[Records from a data source]
┄┄┄┄┄┄

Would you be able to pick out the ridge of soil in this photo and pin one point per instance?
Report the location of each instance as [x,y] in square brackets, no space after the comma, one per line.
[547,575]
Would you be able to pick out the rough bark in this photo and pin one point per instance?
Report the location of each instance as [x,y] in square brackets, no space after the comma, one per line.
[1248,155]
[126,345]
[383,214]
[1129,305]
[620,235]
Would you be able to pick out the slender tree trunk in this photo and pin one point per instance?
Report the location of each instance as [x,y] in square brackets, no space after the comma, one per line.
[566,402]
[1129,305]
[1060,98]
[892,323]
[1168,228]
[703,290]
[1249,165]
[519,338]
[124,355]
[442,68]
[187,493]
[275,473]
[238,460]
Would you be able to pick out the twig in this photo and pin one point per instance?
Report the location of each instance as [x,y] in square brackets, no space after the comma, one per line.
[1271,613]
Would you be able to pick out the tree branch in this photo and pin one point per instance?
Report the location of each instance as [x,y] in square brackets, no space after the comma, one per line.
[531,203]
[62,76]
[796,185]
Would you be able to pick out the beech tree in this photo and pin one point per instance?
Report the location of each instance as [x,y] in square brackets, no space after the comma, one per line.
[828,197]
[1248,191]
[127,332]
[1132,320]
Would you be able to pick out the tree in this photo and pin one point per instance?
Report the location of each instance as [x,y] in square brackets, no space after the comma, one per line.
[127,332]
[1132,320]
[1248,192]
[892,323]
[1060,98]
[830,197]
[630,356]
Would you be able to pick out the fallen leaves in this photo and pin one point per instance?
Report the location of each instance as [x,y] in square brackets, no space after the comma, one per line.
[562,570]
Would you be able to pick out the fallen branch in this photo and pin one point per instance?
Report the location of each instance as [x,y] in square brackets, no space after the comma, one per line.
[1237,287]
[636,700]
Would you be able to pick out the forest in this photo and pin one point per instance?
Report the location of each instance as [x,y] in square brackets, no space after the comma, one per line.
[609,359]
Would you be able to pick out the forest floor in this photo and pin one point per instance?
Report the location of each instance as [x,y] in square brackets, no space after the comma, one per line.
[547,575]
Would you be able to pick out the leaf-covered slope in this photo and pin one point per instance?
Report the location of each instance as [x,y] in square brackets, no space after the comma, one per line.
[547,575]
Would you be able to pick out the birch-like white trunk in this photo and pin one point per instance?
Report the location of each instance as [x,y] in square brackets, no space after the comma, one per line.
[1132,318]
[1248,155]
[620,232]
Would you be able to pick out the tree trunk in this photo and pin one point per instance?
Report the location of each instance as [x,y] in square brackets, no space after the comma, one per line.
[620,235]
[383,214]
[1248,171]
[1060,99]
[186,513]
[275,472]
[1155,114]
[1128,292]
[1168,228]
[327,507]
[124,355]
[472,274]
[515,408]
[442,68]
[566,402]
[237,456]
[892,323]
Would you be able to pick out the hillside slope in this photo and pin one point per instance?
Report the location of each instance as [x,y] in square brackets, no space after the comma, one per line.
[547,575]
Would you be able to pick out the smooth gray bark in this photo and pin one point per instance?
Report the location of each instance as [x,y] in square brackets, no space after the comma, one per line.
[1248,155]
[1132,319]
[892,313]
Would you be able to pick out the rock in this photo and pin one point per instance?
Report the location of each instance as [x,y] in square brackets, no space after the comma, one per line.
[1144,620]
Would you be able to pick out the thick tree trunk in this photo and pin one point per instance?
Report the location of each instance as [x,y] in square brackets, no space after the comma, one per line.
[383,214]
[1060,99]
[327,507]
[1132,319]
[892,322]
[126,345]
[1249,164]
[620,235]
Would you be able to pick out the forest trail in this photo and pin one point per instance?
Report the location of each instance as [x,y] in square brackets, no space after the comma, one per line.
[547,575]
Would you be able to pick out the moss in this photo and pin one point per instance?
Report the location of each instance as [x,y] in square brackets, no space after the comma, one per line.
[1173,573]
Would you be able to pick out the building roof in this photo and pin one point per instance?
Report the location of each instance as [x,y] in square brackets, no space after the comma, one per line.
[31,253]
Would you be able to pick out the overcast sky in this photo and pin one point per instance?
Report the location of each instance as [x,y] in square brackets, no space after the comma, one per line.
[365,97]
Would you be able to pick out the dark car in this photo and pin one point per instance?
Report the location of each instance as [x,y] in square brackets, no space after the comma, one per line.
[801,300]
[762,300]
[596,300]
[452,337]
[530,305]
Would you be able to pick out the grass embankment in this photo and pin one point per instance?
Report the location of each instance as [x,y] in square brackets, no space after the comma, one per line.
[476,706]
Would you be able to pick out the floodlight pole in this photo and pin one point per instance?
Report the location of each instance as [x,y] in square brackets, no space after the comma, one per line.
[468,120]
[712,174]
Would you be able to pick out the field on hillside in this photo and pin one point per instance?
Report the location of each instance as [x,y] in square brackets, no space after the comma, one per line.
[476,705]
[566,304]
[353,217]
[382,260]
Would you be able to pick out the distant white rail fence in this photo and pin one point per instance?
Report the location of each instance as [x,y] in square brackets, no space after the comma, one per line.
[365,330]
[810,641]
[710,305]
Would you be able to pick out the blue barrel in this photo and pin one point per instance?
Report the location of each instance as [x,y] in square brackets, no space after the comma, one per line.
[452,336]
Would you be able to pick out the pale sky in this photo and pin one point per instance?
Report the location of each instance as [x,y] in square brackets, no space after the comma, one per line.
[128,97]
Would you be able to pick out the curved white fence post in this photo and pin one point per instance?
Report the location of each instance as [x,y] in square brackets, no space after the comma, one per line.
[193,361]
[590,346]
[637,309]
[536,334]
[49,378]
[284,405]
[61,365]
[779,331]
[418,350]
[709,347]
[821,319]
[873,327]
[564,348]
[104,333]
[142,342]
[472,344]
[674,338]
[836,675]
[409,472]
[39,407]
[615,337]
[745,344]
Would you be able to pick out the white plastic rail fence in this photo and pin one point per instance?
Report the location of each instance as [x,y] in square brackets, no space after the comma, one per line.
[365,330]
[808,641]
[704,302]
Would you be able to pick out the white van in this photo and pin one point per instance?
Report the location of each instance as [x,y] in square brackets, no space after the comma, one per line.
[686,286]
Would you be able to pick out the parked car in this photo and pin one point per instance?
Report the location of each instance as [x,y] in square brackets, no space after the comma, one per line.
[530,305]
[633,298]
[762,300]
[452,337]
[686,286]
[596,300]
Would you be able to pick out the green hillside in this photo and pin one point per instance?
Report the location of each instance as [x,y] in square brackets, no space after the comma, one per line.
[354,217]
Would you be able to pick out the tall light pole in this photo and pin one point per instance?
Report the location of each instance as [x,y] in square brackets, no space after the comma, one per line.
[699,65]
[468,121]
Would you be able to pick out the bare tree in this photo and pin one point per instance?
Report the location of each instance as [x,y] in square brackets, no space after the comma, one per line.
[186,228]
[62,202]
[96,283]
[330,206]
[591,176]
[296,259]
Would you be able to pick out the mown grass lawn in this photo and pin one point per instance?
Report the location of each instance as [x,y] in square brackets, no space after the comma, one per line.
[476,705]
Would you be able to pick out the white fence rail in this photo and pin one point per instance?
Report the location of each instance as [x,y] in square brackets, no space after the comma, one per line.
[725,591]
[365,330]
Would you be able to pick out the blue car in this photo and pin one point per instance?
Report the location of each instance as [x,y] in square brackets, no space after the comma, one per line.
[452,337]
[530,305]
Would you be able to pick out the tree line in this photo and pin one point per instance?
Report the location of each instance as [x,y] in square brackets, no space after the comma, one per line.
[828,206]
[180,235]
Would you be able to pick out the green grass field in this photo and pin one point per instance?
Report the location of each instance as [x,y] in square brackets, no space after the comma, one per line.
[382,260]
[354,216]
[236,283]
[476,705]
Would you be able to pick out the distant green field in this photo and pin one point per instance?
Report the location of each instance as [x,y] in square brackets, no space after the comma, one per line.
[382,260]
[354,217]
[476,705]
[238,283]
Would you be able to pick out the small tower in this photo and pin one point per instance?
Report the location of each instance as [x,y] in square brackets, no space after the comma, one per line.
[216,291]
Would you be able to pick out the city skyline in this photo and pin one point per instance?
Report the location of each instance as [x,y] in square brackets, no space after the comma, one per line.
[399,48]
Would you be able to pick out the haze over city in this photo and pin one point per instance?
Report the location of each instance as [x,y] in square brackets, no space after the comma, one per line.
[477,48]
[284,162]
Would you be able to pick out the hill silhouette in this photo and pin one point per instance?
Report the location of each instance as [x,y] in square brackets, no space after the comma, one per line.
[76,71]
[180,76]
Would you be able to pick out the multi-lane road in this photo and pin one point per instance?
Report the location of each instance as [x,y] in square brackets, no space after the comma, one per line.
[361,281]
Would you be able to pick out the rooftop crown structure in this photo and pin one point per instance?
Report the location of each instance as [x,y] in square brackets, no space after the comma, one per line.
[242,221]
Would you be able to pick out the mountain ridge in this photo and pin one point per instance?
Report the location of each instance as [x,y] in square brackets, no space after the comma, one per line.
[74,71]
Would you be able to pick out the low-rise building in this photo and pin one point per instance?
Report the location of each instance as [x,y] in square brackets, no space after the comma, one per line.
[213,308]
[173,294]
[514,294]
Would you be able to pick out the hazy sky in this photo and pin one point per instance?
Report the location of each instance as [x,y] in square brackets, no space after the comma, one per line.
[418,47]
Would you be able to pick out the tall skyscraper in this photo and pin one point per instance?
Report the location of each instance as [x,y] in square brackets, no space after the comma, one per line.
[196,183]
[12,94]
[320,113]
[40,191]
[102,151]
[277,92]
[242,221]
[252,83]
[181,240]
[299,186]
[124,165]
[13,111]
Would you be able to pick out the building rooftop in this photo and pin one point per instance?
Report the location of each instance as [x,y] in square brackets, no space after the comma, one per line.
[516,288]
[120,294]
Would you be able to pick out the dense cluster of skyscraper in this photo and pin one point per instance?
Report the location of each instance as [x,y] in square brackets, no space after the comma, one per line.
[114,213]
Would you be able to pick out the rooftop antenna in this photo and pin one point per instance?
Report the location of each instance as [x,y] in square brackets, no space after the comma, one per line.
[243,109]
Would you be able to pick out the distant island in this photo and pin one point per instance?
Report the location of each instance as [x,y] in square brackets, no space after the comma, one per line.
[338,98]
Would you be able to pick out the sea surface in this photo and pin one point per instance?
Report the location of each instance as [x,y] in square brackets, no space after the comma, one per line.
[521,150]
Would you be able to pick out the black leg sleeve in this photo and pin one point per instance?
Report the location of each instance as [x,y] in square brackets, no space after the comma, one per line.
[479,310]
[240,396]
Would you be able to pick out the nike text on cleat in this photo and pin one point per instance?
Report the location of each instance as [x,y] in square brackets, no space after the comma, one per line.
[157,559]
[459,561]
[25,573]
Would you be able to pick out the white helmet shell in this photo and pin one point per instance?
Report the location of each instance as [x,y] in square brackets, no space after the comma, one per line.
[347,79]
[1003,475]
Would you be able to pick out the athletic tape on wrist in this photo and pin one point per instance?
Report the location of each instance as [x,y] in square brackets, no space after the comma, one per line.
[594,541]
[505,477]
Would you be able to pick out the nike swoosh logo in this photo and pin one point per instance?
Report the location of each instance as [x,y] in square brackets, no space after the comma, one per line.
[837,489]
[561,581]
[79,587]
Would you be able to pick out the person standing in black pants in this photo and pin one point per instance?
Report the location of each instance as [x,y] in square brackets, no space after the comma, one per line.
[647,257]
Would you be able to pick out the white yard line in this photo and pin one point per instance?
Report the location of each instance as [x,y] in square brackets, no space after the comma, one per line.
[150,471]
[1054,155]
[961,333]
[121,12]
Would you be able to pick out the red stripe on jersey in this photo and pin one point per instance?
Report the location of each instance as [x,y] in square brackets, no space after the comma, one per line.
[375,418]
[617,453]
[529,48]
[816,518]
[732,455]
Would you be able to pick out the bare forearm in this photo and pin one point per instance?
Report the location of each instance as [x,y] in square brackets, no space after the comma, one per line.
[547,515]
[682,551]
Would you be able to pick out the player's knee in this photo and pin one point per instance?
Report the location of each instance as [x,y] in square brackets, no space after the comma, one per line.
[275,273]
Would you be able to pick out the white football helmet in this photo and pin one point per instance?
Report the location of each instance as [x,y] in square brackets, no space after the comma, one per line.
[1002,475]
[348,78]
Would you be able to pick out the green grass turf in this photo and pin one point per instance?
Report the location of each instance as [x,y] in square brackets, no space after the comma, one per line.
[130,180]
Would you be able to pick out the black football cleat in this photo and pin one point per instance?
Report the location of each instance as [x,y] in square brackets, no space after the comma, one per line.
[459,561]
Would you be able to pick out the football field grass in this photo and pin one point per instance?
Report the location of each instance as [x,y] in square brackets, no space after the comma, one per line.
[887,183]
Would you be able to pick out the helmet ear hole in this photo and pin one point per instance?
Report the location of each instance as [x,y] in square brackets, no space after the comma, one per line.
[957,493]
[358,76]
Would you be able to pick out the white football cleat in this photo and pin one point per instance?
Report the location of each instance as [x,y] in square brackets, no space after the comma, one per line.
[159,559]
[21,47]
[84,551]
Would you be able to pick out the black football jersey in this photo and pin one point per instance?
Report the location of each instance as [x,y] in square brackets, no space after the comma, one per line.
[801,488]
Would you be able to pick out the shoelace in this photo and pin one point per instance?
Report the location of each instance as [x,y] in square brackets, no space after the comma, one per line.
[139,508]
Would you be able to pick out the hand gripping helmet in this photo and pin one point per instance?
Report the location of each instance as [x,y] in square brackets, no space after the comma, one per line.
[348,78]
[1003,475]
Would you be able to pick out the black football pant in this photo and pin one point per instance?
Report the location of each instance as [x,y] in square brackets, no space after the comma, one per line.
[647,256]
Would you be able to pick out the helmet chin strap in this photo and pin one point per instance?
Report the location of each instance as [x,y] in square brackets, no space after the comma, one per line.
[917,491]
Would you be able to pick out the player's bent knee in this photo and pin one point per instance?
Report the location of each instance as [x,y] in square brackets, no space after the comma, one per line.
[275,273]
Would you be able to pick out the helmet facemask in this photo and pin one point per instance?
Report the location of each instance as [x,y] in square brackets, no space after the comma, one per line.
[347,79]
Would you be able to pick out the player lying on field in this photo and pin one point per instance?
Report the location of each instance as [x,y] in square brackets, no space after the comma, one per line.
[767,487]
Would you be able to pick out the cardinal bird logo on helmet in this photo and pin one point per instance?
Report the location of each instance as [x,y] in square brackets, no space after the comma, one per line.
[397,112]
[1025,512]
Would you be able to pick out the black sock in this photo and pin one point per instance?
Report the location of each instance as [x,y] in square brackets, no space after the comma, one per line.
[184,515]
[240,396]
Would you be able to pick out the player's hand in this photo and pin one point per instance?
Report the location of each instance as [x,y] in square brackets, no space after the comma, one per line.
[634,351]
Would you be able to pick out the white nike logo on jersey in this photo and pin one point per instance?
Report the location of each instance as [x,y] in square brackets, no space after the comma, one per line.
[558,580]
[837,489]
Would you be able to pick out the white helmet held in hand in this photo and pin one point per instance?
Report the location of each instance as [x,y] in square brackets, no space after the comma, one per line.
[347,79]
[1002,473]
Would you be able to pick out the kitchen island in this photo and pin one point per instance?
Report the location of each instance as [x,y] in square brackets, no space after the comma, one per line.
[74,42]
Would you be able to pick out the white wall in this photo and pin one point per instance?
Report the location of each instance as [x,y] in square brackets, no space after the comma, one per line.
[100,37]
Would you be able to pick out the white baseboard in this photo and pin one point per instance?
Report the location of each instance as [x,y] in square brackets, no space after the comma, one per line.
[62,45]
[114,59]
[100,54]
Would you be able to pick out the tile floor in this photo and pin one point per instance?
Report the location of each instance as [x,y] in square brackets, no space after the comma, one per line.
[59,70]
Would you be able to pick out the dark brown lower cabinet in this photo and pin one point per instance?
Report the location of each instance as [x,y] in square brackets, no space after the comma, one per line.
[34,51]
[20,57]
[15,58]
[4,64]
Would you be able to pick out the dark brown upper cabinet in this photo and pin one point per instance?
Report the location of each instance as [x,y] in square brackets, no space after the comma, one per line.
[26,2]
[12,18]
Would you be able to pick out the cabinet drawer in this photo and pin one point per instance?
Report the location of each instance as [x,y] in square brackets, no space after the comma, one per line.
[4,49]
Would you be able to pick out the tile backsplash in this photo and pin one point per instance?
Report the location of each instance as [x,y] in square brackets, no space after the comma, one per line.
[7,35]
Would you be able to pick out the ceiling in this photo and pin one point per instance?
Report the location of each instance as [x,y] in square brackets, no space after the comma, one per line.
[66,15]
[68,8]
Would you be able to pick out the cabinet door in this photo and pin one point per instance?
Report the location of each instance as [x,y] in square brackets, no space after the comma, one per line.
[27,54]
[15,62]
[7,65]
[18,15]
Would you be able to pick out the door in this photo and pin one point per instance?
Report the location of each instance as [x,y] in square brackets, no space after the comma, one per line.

┄┄┄┄┄┄

▸ Exercise prompt: Output exactly the lines of the records from the first through the one bearing "Would you be able to pick out the rough", both ends included.

▸ Written response:
Would you be able to pick out the ridge of soil in this photo and pin one point per instance?
Report the location of each instance as [x,y] in square brackets, no space after the comma, one per line.
[547,575]
Would you be able to pick out the rough bark in this photo and pin one point per instance?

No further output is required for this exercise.